**Given instruction**:
Copy out every line below that contains the word "noun".

**Dataset entries**:
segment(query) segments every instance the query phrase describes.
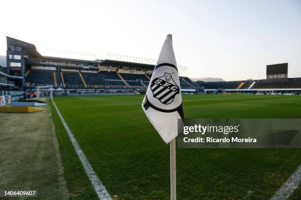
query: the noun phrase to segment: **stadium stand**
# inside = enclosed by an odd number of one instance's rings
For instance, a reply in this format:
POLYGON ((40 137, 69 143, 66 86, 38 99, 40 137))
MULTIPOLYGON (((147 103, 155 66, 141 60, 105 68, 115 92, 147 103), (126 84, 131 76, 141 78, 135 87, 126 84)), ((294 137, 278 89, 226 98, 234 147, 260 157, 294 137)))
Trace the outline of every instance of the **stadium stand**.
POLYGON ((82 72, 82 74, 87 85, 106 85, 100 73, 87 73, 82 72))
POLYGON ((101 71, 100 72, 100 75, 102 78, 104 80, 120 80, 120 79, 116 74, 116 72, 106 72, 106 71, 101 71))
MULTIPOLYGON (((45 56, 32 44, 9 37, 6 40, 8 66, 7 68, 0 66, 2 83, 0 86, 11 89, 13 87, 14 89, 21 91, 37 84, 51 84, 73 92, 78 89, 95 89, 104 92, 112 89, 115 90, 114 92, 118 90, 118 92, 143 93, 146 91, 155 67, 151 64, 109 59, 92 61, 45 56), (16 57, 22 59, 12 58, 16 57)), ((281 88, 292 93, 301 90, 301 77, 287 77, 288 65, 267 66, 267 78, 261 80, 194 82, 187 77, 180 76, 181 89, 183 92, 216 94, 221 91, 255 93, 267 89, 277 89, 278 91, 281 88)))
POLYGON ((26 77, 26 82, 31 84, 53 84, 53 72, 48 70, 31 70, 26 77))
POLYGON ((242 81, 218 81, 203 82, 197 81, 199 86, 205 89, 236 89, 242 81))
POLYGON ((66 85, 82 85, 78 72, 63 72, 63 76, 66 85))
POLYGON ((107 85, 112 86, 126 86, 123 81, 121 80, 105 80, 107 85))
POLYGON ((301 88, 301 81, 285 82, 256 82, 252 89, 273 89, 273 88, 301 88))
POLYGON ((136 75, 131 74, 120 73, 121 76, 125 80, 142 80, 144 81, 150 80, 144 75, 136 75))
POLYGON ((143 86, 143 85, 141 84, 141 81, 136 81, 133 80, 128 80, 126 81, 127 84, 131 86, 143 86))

* * *

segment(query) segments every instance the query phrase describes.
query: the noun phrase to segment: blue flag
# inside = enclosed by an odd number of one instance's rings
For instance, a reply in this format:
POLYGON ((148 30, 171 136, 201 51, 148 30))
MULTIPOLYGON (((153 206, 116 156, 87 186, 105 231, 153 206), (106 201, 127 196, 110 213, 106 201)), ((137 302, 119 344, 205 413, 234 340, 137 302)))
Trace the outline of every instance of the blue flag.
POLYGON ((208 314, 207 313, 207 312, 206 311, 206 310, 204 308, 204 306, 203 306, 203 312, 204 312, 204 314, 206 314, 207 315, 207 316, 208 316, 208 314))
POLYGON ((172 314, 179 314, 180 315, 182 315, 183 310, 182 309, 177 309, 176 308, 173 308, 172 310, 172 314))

**Reply**:
query: the noun phrase to segment: **stadium stand**
query: the noun phrase to segment: blue flag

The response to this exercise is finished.